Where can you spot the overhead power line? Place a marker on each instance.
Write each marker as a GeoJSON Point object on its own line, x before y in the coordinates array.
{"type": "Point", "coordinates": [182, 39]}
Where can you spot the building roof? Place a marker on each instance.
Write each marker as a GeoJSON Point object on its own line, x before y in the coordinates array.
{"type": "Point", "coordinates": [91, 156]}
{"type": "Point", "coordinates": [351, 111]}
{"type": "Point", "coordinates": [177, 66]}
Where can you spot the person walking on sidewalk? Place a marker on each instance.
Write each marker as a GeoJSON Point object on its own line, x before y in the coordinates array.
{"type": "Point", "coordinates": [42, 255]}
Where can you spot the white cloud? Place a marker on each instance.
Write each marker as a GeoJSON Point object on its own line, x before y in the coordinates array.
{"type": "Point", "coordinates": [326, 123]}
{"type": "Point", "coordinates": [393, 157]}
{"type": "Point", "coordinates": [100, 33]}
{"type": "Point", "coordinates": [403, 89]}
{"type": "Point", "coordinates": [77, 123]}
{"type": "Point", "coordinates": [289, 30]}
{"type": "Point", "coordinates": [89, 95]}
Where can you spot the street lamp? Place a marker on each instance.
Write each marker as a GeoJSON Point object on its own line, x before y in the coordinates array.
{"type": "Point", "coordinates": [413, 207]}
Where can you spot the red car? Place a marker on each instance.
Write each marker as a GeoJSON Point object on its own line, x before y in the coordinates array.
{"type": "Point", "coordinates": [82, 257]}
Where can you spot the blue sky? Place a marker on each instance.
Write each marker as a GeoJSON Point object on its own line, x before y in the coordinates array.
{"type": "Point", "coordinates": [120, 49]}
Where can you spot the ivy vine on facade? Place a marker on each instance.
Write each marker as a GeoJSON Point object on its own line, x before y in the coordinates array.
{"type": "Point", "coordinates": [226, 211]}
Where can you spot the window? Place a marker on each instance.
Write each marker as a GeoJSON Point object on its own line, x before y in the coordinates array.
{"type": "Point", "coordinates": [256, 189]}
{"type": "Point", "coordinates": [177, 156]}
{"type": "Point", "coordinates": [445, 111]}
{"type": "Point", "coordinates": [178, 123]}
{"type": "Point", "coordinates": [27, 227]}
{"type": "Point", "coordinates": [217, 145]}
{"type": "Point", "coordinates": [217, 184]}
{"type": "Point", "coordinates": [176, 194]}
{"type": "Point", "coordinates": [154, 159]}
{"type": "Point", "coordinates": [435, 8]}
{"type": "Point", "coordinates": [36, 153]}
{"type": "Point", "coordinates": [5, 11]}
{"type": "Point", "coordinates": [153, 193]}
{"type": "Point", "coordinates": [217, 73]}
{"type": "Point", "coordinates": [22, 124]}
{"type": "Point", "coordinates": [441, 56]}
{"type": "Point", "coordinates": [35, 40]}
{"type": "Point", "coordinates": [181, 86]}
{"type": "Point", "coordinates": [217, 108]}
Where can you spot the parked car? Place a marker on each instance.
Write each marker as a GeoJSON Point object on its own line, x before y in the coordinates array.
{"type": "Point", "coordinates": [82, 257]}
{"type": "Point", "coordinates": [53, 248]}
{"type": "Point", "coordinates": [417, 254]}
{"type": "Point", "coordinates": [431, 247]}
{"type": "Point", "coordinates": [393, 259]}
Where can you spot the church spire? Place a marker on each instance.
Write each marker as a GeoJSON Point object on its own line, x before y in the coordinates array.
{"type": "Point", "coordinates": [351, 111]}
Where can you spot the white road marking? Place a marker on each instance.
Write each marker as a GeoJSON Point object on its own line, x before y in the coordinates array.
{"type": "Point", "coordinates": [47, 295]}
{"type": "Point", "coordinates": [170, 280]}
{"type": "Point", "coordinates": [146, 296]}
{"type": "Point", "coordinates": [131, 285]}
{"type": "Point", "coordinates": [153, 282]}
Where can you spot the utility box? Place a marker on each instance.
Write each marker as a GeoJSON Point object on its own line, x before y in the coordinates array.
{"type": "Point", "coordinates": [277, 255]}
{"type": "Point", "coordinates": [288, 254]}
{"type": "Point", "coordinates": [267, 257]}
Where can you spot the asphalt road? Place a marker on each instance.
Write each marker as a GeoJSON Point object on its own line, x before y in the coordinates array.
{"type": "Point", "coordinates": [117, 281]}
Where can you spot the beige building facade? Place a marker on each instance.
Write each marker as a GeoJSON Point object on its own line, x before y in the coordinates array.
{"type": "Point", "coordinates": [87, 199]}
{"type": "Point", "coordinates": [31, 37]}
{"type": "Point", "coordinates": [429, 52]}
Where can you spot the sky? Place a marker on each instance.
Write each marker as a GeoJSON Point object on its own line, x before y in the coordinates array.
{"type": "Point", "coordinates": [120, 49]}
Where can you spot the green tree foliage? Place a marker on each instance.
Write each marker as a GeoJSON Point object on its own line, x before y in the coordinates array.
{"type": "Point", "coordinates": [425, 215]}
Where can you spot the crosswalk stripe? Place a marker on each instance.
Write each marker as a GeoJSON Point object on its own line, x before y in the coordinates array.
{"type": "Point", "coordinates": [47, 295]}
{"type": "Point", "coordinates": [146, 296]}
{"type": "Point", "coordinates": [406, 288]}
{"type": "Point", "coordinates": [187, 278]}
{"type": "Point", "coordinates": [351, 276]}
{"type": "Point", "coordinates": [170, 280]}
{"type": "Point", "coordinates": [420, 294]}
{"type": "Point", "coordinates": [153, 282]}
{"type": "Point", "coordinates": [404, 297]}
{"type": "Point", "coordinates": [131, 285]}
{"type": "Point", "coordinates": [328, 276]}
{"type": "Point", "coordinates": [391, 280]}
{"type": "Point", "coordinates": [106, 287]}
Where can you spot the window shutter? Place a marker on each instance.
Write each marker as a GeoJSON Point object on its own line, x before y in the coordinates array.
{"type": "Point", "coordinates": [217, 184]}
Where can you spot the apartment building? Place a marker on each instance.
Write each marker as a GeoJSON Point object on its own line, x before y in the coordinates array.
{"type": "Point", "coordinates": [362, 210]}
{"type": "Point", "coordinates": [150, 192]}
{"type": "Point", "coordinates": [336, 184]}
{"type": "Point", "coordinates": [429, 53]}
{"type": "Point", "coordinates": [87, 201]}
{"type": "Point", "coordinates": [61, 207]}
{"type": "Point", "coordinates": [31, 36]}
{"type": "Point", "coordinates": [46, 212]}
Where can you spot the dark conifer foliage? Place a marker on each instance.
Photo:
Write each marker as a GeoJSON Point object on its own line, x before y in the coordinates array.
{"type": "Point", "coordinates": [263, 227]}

EXERCISE DESCRIPTION:
Go through the listing and print each line exactly as it appears.

OUTPUT OF THE EXERCISE:
Where can you spot the overhead power line? Place a marker on each instance.
Write each marker as a GeoJSON Point object on its own line, x before y in the coordinates array.
{"type": "Point", "coordinates": [182, 39]}
Where can you spot the building roof? Place a marker on each instance.
Write each marker as a GeoJSON Point object on its own line, x before y in the coordinates array.
{"type": "Point", "coordinates": [91, 156]}
{"type": "Point", "coordinates": [351, 111]}
{"type": "Point", "coordinates": [177, 66]}
Where can you spot the person walking on sidewalk? Place a marker on each instance.
Write each marker as a GeoJSON Point object on its own line, x before y in the coordinates array.
{"type": "Point", "coordinates": [42, 255]}
Where can you spot the white cloud? Place a marker on each instance.
Write each marker as a GeoJSON Point object on its own line, x before y in the coordinates array.
{"type": "Point", "coordinates": [326, 123]}
{"type": "Point", "coordinates": [393, 157]}
{"type": "Point", "coordinates": [100, 33]}
{"type": "Point", "coordinates": [403, 89]}
{"type": "Point", "coordinates": [77, 123]}
{"type": "Point", "coordinates": [289, 30]}
{"type": "Point", "coordinates": [89, 95]}
Where can you spot the street lamp? Place a marker on each instance.
Write each marker as a GeoJSON Point object on its own line, x before y in the coordinates array.
{"type": "Point", "coordinates": [413, 207]}
Where can you spot the red car? Place a marker on each instance.
Write each marker as a GeoJSON Point object on its own line, x before y in the coordinates array.
{"type": "Point", "coordinates": [82, 257]}
Where can you spot the blue sky? Place a marker on each instance.
Write each marker as a GeoJSON Point object on its own line, x before y in the coordinates array.
{"type": "Point", "coordinates": [120, 49]}
Where can you spot the ivy vine on facade? Place a marker on each instance.
Write each marker as a GeoJSON Point object on its own line, x before y in the coordinates array.
{"type": "Point", "coordinates": [226, 211]}
Where can you spot the window? Place a marker on each instance.
Write each marker as a GeoJSON Point object on its own line, x before y in the coordinates array.
{"type": "Point", "coordinates": [256, 189]}
{"type": "Point", "coordinates": [177, 156]}
{"type": "Point", "coordinates": [445, 111]}
{"type": "Point", "coordinates": [178, 123]}
{"type": "Point", "coordinates": [27, 227]}
{"type": "Point", "coordinates": [217, 145]}
{"type": "Point", "coordinates": [217, 184]}
{"type": "Point", "coordinates": [176, 194]}
{"type": "Point", "coordinates": [154, 159]}
{"type": "Point", "coordinates": [435, 8]}
{"type": "Point", "coordinates": [36, 153]}
{"type": "Point", "coordinates": [5, 11]}
{"type": "Point", "coordinates": [153, 193]}
{"type": "Point", "coordinates": [217, 73]}
{"type": "Point", "coordinates": [22, 124]}
{"type": "Point", "coordinates": [441, 56]}
{"type": "Point", "coordinates": [35, 40]}
{"type": "Point", "coordinates": [181, 86]}
{"type": "Point", "coordinates": [217, 108]}
Where can you spot the parked car? Place a marker on each instance.
Write each marker as a GeoJSON Point object on its own line, x before y in the coordinates array.
{"type": "Point", "coordinates": [82, 257]}
{"type": "Point", "coordinates": [53, 248]}
{"type": "Point", "coordinates": [417, 254]}
{"type": "Point", "coordinates": [431, 247]}
{"type": "Point", "coordinates": [393, 259]}
Where can you spot the church spire? Place a marker on each instance.
Write each marker as a GeoJSON Point object on its own line, x before y in the coordinates array.
{"type": "Point", "coordinates": [351, 111]}
Where can you spot the white road marking? Place a marker on each instance.
Write each marker as a GeoJSON Point object on its own line, x before y in the coordinates array.
{"type": "Point", "coordinates": [47, 295]}
{"type": "Point", "coordinates": [170, 280]}
{"type": "Point", "coordinates": [146, 296]}
{"type": "Point", "coordinates": [131, 285]}
{"type": "Point", "coordinates": [153, 282]}
Where can you spot the utility box? Place a marker on each instance.
Write each marker as a GeoJSON Point object on its own line, x before y in the coordinates array.
{"type": "Point", "coordinates": [277, 255]}
{"type": "Point", "coordinates": [288, 254]}
{"type": "Point", "coordinates": [267, 257]}
Where can you spot the asphalt road? Place a marker on each instance.
Write each marker as a GeoJSON Point object on its own line, x before y in the coordinates array.
{"type": "Point", "coordinates": [117, 281]}
Where can you spot the beige building facade? Place a marker on each instance.
Write each marker as a GeoJSON Point object on its own line, x before y in the coordinates array.
{"type": "Point", "coordinates": [87, 199]}
{"type": "Point", "coordinates": [31, 37]}
{"type": "Point", "coordinates": [429, 52]}
Where can you spot the sky? Place a marker on each instance.
Write each marker as a GeoJSON Point object on its own line, x before y in the coordinates array.
{"type": "Point", "coordinates": [120, 49]}
Where can you spot the green tree foliage? Place a marker on each instance.
Write each marker as a GeoJSON Point object on its own line, x before y in the coordinates array.
{"type": "Point", "coordinates": [425, 215]}
Where can you spot the crosswalk stripe? Place a marker on each instance.
Write each marker as a GeoJSON Point object on its own line, x before y in the coordinates array.
{"type": "Point", "coordinates": [47, 295]}
{"type": "Point", "coordinates": [146, 296]}
{"type": "Point", "coordinates": [406, 288]}
{"type": "Point", "coordinates": [187, 278]}
{"type": "Point", "coordinates": [351, 276]}
{"type": "Point", "coordinates": [170, 280]}
{"type": "Point", "coordinates": [420, 294]}
{"type": "Point", "coordinates": [153, 282]}
{"type": "Point", "coordinates": [404, 297]}
{"type": "Point", "coordinates": [131, 285]}
{"type": "Point", "coordinates": [328, 276]}
{"type": "Point", "coordinates": [391, 280]}
{"type": "Point", "coordinates": [106, 287]}
Where can you spot the window shutter? Place a marker on each instance.
Write each marker as a GeoJSON Point object on its own line, x before y in the coordinates array.
{"type": "Point", "coordinates": [217, 184]}
Where can you spot the apartment building? Place a marker on each instance.
Write each marker as a GeoJSON Point object on its own line, x before y in the coordinates array.
{"type": "Point", "coordinates": [362, 210]}
{"type": "Point", "coordinates": [150, 192]}
{"type": "Point", "coordinates": [336, 184]}
{"type": "Point", "coordinates": [429, 53]}
{"type": "Point", "coordinates": [87, 201]}
{"type": "Point", "coordinates": [61, 207]}
{"type": "Point", "coordinates": [31, 36]}
{"type": "Point", "coordinates": [46, 212]}
Where can you spot the dark conifer foliage? Place a marker on each instance.
Photo:
Write each marker as a GeoJSON Point object on its own line, x before y in the coordinates array.
{"type": "Point", "coordinates": [263, 227]}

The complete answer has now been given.